WHAT NEEDS TO BE DONE =>
For the word "below", copy every line of the material that includes it.
#####
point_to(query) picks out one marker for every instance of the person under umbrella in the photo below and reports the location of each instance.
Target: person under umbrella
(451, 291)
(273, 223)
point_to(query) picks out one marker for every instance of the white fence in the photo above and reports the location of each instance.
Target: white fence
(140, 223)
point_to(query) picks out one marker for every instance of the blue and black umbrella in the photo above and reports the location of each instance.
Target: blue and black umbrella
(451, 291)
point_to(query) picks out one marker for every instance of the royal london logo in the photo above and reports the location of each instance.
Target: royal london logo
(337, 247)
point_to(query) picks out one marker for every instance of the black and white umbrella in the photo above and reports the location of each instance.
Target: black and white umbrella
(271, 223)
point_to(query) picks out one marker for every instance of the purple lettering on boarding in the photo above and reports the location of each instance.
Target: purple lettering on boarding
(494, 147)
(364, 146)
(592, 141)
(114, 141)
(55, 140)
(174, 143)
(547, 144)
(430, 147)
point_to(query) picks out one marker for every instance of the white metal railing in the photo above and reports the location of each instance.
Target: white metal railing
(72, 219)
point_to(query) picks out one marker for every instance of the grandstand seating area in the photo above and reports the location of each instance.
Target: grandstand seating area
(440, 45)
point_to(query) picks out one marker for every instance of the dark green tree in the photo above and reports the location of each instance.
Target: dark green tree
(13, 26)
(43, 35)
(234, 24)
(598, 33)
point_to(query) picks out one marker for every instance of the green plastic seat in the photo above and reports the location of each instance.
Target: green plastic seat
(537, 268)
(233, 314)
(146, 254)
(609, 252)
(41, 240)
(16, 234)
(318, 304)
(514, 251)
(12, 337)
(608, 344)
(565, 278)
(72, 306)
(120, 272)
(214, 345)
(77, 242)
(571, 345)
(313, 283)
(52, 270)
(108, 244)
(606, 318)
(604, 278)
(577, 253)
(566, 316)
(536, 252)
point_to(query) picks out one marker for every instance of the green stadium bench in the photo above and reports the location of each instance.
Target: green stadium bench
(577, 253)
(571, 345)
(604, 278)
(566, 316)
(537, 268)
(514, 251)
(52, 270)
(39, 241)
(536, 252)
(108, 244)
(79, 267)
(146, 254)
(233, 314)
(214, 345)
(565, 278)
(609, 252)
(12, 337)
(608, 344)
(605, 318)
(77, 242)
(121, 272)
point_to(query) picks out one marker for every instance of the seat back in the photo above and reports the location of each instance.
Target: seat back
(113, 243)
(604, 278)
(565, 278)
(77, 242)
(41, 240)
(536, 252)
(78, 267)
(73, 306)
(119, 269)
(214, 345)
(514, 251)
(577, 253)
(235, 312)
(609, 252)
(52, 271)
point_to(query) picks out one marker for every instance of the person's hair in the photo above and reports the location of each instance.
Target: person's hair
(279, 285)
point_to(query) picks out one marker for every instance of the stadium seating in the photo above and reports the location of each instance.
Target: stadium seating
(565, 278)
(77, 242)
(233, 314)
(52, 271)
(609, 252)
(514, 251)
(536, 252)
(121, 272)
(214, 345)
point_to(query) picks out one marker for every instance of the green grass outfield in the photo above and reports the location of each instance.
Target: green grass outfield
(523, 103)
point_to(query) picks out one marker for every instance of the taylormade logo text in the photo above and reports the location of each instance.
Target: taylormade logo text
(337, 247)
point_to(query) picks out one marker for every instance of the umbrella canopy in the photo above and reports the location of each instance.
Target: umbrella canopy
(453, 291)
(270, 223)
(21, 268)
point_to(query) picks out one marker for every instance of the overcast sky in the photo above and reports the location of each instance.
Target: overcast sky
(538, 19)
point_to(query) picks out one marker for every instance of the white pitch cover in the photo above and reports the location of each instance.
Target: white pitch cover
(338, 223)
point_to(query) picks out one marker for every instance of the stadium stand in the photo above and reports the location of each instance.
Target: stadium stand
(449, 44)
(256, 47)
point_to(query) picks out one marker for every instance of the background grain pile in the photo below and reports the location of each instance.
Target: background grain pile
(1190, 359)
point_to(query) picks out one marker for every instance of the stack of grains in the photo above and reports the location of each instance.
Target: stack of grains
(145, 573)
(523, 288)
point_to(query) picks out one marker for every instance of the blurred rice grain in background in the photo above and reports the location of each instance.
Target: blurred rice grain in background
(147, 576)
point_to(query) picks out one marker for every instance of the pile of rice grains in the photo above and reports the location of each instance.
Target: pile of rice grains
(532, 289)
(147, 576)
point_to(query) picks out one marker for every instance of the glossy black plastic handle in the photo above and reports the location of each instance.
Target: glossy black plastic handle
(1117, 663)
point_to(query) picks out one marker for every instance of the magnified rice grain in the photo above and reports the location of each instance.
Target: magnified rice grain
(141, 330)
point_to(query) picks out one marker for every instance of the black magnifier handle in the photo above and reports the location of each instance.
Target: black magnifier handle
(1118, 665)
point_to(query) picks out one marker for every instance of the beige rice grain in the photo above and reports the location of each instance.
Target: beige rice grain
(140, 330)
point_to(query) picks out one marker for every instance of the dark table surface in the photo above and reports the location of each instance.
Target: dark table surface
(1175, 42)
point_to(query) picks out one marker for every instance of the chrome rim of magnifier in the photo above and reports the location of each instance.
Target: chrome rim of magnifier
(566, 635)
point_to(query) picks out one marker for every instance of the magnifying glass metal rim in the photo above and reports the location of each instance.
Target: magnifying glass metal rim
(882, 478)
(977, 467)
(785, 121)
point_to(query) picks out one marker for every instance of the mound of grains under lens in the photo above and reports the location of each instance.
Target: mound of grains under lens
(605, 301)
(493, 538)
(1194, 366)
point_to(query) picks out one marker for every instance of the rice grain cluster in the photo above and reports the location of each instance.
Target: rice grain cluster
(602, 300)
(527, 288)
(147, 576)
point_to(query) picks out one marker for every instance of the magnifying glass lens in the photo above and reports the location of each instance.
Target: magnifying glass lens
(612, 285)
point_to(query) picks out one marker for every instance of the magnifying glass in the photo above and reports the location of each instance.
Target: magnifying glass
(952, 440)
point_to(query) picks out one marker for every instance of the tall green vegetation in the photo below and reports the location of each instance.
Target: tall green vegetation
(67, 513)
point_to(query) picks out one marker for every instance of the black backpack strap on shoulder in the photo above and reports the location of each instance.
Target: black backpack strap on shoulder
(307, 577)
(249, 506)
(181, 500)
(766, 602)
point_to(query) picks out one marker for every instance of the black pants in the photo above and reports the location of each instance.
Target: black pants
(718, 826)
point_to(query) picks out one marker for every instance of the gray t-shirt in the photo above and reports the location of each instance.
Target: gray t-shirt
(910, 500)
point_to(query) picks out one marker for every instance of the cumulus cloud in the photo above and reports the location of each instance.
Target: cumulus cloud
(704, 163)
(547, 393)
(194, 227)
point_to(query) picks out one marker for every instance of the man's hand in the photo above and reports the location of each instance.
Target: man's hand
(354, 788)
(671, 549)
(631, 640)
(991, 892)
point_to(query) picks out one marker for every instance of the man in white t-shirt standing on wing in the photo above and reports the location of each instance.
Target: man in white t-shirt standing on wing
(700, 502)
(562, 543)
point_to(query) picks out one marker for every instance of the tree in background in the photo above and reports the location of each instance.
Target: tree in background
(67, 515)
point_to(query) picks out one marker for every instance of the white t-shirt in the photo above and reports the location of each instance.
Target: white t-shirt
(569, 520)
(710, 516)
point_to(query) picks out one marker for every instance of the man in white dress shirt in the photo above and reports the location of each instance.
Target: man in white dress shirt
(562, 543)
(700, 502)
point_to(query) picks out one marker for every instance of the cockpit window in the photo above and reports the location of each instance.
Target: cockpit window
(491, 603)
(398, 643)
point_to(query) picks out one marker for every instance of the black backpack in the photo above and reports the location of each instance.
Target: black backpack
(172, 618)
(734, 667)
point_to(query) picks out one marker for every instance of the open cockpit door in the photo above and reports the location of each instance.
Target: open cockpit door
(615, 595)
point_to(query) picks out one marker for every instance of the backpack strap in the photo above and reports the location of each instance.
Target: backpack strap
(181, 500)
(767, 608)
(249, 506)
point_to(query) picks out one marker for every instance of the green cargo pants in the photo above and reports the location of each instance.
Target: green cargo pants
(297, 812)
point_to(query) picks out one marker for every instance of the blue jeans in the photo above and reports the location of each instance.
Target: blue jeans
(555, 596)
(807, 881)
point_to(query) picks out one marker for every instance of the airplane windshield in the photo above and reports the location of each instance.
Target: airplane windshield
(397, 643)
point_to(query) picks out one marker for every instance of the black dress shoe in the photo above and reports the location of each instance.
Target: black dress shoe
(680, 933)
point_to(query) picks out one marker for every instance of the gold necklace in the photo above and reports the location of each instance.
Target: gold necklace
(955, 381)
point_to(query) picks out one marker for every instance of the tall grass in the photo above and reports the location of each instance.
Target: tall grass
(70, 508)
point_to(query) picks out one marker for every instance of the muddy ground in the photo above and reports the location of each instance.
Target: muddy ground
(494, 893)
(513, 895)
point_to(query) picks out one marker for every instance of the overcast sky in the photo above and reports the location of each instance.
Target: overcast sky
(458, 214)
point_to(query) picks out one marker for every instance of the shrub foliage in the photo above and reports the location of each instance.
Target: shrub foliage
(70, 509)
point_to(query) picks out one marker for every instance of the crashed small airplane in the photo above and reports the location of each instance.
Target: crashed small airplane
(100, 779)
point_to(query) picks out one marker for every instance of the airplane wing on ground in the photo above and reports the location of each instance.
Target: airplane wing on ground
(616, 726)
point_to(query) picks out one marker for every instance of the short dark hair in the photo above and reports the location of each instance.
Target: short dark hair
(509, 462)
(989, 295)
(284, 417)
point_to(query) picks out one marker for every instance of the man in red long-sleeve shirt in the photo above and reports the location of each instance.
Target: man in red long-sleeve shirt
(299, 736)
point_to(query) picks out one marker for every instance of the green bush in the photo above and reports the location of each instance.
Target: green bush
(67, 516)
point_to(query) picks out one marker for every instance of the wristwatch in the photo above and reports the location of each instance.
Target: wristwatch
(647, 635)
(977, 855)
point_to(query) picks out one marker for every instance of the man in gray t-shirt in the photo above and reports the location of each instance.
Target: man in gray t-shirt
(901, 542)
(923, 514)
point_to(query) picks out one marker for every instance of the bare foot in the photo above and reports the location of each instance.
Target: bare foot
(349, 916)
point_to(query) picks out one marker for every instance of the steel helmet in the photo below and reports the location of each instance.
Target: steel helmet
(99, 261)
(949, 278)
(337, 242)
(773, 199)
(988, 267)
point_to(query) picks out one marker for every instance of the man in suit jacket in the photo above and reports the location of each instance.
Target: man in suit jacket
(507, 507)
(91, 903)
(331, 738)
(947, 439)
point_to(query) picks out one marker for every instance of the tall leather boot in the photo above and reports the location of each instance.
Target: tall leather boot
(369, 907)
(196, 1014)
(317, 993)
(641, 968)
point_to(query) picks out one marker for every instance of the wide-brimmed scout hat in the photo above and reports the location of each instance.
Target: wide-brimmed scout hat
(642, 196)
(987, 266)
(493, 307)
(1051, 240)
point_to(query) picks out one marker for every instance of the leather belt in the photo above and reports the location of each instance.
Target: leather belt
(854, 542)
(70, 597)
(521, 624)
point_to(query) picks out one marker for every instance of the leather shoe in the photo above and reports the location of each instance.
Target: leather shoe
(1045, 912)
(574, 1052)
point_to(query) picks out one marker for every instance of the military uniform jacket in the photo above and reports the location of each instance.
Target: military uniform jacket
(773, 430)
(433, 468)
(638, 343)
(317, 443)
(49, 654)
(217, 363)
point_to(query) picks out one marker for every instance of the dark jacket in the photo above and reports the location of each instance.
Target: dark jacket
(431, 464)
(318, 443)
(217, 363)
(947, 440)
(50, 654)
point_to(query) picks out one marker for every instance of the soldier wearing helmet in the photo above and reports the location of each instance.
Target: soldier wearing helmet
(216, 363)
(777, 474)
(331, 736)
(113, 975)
#####
REPLY TO THE EXERCISE =>
point_to(query) picks out one marker for every instance of the person under umbrella in the photo below and reports the location of each instance.
point_to(query) picks out one marker for every instance of the background grain pile in the photo below and reports the location of each instance.
point_to(query) picks out one marker for every instance of the tall green vegetation in the photo below and reports the location of each instance.
point_to(query) picks out one marker for every instance of the steel helmet in the photo below and reports the location of each instance.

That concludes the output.